**WORK TO BE COMPLETED:**
Please copy, word for word, the part of the records that opens with the line containing "Expected: for each instance of the utility" and runs through the end of the records. Leave the pictures out of your copy.

**RECORDED INFORMATION:**
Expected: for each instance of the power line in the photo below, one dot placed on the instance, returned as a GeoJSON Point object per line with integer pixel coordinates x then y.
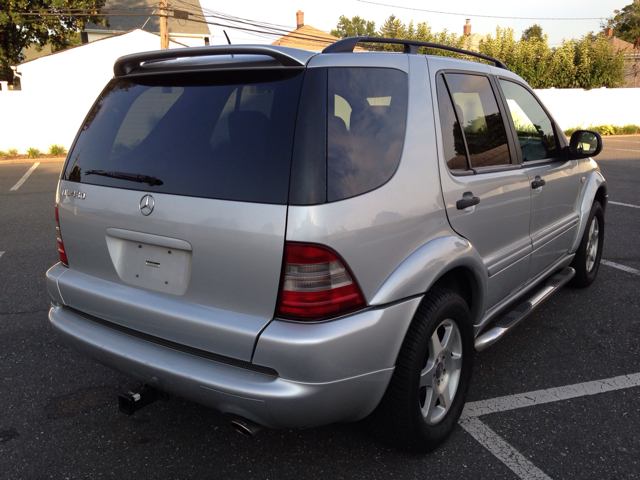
{"type": "Point", "coordinates": [479, 15]}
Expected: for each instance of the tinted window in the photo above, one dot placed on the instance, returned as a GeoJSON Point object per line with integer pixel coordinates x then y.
{"type": "Point", "coordinates": [535, 130]}
{"type": "Point", "coordinates": [227, 139]}
{"type": "Point", "coordinates": [453, 144]}
{"type": "Point", "coordinates": [482, 123]}
{"type": "Point", "coordinates": [367, 112]}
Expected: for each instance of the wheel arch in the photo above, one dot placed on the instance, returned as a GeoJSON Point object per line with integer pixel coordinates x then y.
{"type": "Point", "coordinates": [595, 188]}
{"type": "Point", "coordinates": [450, 262]}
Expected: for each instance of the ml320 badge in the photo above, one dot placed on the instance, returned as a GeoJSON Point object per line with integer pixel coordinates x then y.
{"type": "Point", "coordinates": [73, 194]}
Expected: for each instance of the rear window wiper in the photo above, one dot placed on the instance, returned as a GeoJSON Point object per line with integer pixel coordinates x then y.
{"type": "Point", "coordinates": [127, 176]}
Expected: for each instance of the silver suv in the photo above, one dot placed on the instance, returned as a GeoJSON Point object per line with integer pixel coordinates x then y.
{"type": "Point", "coordinates": [296, 239]}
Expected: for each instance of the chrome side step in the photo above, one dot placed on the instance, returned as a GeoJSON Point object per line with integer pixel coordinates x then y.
{"type": "Point", "coordinates": [523, 310]}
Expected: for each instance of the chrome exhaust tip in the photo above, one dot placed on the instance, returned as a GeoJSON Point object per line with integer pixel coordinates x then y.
{"type": "Point", "coordinates": [245, 427]}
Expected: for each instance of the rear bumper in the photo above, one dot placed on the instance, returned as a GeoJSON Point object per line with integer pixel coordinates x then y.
{"type": "Point", "coordinates": [271, 401]}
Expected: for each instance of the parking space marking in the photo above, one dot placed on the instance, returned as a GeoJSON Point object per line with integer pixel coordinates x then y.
{"type": "Point", "coordinates": [624, 149]}
{"type": "Point", "coordinates": [501, 449]}
{"type": "Point", "coordinates": [508, 455]}
{"type": "Point", "coordinates": [24, 177]}
{"type": "Point", "coordinates": [624, 268]}
{"type": "Point", "coordinates": [624, 204]}
{"type": "Point", "coordinates": [539, 397]}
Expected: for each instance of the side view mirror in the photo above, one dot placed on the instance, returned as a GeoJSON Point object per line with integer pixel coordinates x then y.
{"type": "Point", "coordinates": [585, 143]}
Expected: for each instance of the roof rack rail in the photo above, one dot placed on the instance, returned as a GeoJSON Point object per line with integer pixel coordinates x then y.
{"type": "Point", "coordinates": [410, 46]}
{"type": "Point", "coordinates": [128, 63]}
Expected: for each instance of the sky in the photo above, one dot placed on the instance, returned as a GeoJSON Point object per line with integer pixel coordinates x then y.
{"type": "Point", "coordinates": [324, 15]}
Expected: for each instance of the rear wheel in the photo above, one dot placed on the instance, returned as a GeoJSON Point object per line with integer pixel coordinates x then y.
{"type": "Point", "coordinates": [426, 394]}
{"type": "Point", "coordinates": [587, 260]}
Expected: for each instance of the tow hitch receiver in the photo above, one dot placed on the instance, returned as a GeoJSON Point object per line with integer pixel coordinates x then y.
{"type": "Point", "coordinates": [132, 401]}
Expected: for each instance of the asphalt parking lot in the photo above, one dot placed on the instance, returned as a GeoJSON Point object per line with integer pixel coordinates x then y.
{"type": "Point", "coordinates": [559, 398]}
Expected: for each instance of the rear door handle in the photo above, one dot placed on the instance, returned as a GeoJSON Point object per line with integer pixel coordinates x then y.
{"type": "Point", "coordinates": [468, 200]}
{"type": "Point", "coordinates": [538, 182]}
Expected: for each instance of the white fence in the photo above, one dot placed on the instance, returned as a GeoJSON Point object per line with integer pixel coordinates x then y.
{"type": "Point", "coordinates": [39, 117]}
{"type": "Point", "coordinates": [59, 89]}
{"type": "Point", "coordinates": [600, 106]}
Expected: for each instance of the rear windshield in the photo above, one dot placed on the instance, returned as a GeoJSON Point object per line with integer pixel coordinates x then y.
{"type": "Point", "coordinates": [226, 137]}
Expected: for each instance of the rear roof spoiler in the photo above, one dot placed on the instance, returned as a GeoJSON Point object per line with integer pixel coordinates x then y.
{"type": "Point", "coordinates": [127, 64]}
{"type": "Point", "coordinates": [410, 46]}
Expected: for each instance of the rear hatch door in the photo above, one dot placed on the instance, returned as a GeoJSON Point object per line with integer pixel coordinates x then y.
{"type": "Point", "coordinates": [173, 205]}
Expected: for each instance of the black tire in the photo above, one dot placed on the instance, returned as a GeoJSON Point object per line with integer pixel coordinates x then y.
{"type": "Point", "coordinates": [586, 262]}
{"type": "Point", "coordinates": [399, 419]}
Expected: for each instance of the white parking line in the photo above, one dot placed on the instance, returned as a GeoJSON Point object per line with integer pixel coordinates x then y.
{"type": "Point", "coordinates": [624, 204]}
{"type": "Point", "coordinates": [624, 268]}
{"type": "Point", "coordinates": [504, 452]}
{"type": "Point", "coordinates": [508, 455]}
{"type": "Point", "coordinates": [24, 177]}
{"type": "Point", "coordinates": [529, 399]}
{"type": "Point", "coordinates": [624, 149]}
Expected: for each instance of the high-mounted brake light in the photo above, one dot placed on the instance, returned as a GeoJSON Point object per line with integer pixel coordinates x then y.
{"type": "Point", "coordinates": [61, 251]}
{"type": "Point", "coordinates": [316, 284]}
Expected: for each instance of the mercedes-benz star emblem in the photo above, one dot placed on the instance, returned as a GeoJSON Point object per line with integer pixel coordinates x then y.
{"type": "Point", "coordinates": [146, 205]}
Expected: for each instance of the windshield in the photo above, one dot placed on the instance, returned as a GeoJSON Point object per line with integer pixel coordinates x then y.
{"type": "Point", "coordinates": [230, 138]}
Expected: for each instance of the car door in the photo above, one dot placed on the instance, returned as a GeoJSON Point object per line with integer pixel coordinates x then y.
{"type": "Point", "coordinates": [555, 181]}
{"type": "Point", "coordinates": [486, 192]}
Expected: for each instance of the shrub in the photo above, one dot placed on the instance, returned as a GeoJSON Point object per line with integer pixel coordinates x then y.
{"type": "Point", "coordinates": [57, 150]}
{"type": "Point", "coordinates": [607, 129]}
{"type": "Point", "coordinates": [630, 129]}
{"type": "Point", "coordinates": [33, 152]}
{"type": "Point", "coordinates": [603, 129]}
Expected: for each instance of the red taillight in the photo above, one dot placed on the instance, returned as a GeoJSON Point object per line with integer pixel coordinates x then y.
{"type": "Point", "coordinates": [63, 254]}
{"type": "Point", "coordinates": [316, 284]}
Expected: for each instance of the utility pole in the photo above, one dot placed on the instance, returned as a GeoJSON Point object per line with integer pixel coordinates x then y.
{"type": "Point", "coordinates": [164, 25]}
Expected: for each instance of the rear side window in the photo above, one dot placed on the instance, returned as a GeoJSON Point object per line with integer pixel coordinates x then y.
{"type": "Point", "coordinates": [477, 111]}
{"type": "Point", "coordinates": [452, 141]}
{"type": "Point", "coordinates": [366, 117]}
{"type": "Point", "coordinates": [226, 137]}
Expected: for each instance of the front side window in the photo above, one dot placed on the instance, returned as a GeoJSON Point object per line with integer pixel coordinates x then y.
{"type": "Point", "coordinates": [477, 111]}
{"type": "Point", "coordinates": [366, 117]}
{"type": "Point", "coordinates": [534, 128]}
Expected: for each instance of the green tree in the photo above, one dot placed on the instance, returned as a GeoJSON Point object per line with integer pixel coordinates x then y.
{"type": "Point", "coordinates": [23, 22]}
{"type": "Point", "coordinates": [626, 23]}
{"type": "Point", "coordinates": [534, 31]}
{"type": "Point", "coordinates": [356, 27]}
{"type": "Point", "coordinates": [581, 63]}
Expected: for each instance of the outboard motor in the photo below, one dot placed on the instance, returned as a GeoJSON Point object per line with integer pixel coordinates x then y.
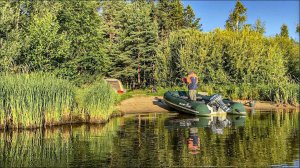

**EXERCISE ANSWER:**
Expected: for each instance of the utility pole in the photo above, one dot placed on the instance, returned as a GeoJSON Point object per line with integer pixel coordinates x then y.
{"type": "Point", "coordinates": [164, 25]}
Expected: for each instance of the rear side window in the photo above, one dot placed on the instance, returned as a GeoJSON Point object per line with integer pixel coordinates x then y.
{"type": "Point", "coordinates": [477, 111]}
{"type": "Point", "coordinates": [452, 141]}
{"type": "Point", "coordinates": [366, 117]}
{"type": "Point", "coordinates": [226, 137]}
Expected: for each instance of the front side window in the photo above, one dot placed on the instance, returned as a GeoJSON Point object per line with integer pixel coordinates x then y.
{"type": "Point", "coordinates": [477, 111]}
{"type": "Point", "coordinates": [366, 117]}
{"type": "Point", "coordinates": [534, 128]}
Expected: for each instance of the green tree in the photo above, one dot placed on the instance, returned as a GeoJSON Point object per line with integer pixel coordinates x then y.
{"type": "Point", "coordinates": [23, 22]}
{"type": "Point", "coordinates": [626, 23]}
{"type": "Point", "coordinates": [534, 31]}
{"type": "Point", "coordinates": [356, 27]}
{"type": "Point", "coordinates": [581, 63]}
Expected: for each instance of the outboard motor in the photo below, one dot placed on the instance, returned as a GeoJSON Point object per line with integer pixel coordinates x then y.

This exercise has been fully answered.